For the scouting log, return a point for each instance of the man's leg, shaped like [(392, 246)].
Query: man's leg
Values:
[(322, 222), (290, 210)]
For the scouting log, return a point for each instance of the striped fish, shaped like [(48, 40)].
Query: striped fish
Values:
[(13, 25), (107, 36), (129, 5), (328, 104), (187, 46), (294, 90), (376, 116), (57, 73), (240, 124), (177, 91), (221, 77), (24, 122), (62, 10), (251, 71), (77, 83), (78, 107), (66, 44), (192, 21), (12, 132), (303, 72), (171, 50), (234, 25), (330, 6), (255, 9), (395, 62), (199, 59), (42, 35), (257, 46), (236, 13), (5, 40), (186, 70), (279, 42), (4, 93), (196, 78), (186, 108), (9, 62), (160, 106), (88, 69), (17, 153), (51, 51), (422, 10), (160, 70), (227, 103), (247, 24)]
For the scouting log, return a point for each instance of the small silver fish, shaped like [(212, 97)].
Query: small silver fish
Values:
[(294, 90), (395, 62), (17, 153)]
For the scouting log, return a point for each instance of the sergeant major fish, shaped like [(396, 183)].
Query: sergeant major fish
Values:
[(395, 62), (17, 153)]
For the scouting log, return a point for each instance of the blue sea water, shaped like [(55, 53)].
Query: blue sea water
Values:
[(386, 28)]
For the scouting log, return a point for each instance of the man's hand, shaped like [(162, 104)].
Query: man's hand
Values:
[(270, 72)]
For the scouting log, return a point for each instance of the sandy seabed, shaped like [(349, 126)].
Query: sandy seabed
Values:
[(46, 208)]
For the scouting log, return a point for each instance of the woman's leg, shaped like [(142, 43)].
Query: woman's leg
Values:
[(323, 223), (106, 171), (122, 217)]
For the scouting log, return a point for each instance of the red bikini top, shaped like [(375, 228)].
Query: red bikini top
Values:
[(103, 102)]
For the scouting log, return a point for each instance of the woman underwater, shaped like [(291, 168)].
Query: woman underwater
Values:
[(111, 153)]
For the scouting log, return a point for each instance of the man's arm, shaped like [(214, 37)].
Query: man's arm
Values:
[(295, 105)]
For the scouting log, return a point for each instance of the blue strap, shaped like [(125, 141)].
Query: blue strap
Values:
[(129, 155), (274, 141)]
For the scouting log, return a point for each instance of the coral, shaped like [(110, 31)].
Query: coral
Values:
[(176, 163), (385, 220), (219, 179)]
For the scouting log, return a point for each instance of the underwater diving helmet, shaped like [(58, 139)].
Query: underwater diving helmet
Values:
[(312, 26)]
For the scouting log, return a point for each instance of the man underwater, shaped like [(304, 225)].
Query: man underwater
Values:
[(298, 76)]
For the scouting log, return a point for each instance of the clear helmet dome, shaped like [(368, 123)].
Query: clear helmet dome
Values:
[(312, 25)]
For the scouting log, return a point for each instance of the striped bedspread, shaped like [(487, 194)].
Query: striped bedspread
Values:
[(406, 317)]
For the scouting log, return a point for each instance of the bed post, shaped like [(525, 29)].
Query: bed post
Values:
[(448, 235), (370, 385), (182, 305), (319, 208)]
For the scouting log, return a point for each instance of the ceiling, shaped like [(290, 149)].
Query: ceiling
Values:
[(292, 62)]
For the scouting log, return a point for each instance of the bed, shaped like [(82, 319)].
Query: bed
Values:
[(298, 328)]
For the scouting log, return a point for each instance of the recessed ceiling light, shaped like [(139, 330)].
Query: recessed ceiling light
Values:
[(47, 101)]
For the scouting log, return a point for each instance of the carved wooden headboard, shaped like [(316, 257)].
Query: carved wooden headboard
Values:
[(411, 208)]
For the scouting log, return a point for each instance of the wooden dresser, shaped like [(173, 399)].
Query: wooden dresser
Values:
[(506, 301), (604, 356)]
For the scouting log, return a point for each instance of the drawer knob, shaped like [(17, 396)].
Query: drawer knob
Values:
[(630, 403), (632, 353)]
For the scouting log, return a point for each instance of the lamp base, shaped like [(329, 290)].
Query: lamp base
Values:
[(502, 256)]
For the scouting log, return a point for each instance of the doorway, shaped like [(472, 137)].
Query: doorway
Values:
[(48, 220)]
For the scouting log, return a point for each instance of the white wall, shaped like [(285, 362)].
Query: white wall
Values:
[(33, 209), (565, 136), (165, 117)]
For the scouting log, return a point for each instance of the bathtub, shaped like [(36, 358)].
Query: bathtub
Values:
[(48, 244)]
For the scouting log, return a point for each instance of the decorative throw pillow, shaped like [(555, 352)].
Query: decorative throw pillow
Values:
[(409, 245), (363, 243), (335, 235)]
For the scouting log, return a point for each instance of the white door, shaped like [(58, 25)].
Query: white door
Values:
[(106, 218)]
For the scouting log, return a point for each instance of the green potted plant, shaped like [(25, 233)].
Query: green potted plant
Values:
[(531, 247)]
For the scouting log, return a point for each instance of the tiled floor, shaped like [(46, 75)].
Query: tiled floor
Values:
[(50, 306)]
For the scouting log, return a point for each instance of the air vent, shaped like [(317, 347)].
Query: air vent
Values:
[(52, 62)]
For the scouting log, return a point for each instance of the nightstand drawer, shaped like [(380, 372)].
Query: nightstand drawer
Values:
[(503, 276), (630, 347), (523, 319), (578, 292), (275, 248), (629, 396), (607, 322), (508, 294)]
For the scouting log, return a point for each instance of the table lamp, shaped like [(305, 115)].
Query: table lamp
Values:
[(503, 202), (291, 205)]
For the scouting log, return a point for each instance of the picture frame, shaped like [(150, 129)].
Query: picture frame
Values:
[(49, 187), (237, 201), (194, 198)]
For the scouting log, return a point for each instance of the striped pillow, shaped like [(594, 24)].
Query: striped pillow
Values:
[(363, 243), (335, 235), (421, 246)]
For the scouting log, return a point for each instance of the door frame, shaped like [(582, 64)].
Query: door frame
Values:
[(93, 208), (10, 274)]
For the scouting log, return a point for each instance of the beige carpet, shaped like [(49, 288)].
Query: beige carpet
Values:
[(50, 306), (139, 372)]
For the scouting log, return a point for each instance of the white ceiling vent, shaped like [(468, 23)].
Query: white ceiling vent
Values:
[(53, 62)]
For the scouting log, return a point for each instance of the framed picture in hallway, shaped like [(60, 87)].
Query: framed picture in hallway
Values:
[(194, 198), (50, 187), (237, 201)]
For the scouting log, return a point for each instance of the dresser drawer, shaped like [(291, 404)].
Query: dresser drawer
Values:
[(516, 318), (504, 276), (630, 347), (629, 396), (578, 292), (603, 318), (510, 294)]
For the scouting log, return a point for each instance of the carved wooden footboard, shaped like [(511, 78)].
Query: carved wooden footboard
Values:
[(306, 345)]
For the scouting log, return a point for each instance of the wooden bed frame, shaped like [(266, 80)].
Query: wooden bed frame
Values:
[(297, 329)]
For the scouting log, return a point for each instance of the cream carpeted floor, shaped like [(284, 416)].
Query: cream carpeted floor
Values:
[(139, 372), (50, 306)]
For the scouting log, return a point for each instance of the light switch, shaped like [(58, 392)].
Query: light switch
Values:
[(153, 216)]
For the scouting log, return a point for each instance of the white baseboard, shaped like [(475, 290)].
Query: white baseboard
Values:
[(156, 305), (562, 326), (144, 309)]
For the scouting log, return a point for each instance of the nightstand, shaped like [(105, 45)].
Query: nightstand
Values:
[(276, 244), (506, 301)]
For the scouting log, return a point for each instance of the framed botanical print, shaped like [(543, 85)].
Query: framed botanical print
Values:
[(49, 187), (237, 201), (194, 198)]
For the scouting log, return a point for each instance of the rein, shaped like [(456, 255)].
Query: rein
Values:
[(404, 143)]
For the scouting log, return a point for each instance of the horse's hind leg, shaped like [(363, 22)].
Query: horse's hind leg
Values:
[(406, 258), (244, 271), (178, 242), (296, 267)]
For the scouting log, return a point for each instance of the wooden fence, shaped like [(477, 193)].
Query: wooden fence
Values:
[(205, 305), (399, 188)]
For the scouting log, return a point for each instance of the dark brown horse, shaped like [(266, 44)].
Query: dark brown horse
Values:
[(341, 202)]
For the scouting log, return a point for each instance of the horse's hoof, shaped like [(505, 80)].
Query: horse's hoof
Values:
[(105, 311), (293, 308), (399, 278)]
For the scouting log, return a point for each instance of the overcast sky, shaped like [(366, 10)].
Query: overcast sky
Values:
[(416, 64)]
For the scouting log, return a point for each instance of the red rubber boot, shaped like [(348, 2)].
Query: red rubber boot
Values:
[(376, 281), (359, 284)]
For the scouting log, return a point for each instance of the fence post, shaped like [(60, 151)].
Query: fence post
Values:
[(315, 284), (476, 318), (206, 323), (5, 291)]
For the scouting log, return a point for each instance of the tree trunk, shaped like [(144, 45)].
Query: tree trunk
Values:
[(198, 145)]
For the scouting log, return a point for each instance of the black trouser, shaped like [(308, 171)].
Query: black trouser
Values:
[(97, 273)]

→ Written exercise
Give everything in the material above as a numbered list, from the line containing "like [(348, 2)]." down to the line containing "[(198, 145)]", both of those lines included. Leave out any blank lines.

→ Final answer
1. For the scouting log, return a point for each instance of the red rubber boot, shaped like [(348, 2)].
2. Query: red rubber boot
3. Values:
4. [(376, 281), (359, 284)]
5. For the scouting log, return a point for each instance of the fence post, shaped like [(60, 151)].
6. Query: fence post
7. Values:
8. [(315, 284), (476, 318), (206, 323), (5, 291)]
9. For the scouting log, return a point for each instance of the tree trunk, shaped like [(144, 45)].
10. Query: tree trunk
11. Values:
12. [(198, 145)]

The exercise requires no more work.